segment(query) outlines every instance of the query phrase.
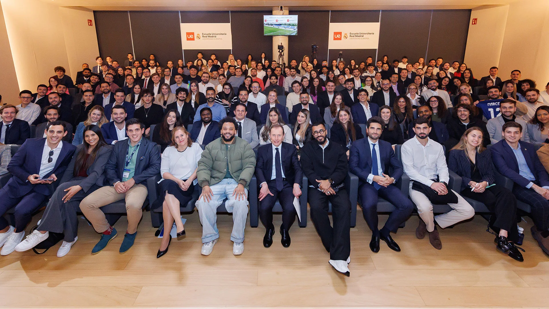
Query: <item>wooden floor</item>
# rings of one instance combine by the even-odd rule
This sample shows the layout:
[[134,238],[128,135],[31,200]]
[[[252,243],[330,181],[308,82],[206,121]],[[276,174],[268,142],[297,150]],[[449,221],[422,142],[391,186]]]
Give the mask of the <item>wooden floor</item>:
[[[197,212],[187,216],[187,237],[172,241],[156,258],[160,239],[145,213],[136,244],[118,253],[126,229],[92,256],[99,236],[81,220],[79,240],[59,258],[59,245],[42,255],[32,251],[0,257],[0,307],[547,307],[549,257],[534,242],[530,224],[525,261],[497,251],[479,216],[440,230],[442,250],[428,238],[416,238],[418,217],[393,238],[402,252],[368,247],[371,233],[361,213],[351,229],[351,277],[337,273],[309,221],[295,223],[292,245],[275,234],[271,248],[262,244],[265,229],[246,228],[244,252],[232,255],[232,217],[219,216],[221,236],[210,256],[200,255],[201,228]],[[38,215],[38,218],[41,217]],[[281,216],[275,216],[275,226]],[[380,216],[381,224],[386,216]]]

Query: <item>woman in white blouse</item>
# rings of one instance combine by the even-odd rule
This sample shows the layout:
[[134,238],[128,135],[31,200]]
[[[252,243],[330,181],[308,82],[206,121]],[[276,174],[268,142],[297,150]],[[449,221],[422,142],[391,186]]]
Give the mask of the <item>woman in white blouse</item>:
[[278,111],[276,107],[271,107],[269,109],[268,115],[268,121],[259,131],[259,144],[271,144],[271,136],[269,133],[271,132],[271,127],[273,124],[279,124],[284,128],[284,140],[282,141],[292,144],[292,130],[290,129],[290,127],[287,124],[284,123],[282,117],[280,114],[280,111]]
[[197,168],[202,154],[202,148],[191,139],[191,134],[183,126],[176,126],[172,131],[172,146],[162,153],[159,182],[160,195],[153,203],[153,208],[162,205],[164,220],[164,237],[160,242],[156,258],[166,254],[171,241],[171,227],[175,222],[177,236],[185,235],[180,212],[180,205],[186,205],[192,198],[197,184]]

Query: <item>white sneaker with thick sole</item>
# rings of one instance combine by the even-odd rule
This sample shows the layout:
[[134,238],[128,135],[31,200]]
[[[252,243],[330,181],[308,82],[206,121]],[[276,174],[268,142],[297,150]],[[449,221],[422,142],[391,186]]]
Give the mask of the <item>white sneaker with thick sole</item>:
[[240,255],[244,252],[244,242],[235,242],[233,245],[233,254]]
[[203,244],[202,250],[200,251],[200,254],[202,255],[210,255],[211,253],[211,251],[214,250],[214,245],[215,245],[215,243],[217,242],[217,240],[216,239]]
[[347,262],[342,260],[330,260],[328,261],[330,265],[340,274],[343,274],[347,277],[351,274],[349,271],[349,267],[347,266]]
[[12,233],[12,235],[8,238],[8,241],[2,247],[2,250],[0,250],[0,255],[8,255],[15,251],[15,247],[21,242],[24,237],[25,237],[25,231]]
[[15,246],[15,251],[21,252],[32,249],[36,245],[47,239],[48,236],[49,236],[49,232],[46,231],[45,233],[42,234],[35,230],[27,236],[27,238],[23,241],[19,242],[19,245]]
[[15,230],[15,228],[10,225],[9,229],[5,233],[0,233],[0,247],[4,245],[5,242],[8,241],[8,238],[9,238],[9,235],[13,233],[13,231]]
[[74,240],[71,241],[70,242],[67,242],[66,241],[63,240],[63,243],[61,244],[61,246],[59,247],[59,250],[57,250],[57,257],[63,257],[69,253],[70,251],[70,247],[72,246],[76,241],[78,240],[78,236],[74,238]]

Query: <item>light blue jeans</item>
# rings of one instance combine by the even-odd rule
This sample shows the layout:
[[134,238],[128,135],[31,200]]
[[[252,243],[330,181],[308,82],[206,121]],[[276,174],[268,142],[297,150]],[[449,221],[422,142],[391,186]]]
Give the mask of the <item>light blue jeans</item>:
*-*-*
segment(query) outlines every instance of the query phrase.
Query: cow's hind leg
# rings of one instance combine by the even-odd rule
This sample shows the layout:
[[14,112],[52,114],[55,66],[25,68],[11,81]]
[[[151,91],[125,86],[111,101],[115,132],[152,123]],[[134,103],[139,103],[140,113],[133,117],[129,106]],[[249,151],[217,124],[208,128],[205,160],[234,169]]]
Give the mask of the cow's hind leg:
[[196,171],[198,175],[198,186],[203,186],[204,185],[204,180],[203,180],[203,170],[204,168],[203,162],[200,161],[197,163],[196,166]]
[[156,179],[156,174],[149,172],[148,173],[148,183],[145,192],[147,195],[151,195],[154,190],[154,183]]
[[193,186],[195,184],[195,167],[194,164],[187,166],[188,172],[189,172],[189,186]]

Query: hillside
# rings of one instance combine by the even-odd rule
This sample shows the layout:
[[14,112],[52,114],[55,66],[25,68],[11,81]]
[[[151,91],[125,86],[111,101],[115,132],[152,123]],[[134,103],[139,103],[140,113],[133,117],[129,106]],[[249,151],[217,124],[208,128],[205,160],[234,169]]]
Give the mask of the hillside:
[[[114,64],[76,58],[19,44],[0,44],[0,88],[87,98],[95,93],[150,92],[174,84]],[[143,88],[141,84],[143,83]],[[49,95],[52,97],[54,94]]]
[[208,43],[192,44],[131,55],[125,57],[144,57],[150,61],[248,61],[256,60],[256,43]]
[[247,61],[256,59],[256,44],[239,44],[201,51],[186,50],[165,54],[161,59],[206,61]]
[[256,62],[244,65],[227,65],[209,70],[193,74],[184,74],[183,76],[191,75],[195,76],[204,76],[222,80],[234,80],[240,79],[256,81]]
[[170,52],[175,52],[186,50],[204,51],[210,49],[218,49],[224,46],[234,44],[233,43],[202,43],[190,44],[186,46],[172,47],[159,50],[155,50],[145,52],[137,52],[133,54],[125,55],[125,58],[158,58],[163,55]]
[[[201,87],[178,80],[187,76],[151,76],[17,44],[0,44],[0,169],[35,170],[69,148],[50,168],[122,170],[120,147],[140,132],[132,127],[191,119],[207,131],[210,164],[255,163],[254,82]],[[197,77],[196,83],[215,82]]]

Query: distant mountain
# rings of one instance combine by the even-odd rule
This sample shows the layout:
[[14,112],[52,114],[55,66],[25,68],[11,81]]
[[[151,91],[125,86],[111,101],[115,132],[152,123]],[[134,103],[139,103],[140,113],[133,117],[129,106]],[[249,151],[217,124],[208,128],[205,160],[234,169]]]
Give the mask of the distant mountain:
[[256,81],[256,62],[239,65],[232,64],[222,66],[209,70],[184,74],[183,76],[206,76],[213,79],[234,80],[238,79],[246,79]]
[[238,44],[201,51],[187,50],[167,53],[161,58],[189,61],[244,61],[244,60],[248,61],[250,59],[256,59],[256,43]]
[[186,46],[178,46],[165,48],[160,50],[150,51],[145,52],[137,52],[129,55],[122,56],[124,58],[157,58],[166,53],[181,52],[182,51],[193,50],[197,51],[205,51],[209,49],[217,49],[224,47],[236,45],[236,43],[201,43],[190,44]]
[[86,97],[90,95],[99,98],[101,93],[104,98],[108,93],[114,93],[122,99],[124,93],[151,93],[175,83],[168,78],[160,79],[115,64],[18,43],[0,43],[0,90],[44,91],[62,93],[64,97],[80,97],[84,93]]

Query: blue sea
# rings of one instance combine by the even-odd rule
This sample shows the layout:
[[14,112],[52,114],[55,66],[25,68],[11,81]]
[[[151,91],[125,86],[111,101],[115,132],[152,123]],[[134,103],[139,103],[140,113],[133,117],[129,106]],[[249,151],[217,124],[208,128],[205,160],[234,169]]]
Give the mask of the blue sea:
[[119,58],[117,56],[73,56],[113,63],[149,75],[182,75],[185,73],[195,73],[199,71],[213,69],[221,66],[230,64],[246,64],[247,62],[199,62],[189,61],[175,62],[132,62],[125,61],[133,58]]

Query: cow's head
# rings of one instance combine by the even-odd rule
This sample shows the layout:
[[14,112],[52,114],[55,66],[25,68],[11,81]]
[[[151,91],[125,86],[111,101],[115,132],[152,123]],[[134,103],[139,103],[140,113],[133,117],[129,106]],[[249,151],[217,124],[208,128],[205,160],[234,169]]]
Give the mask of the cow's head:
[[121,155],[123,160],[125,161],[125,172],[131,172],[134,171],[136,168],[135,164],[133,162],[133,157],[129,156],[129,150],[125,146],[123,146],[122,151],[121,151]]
*-*-*
◆ **What the task requires**: Collect each line of the data above that includes the word "thick", and copy those lines unchanged.

◆ **Task result**:
Query: <item>white sneaker with thick sole</item>
Give the mask of the <item>white sneaker with thick sole</item>:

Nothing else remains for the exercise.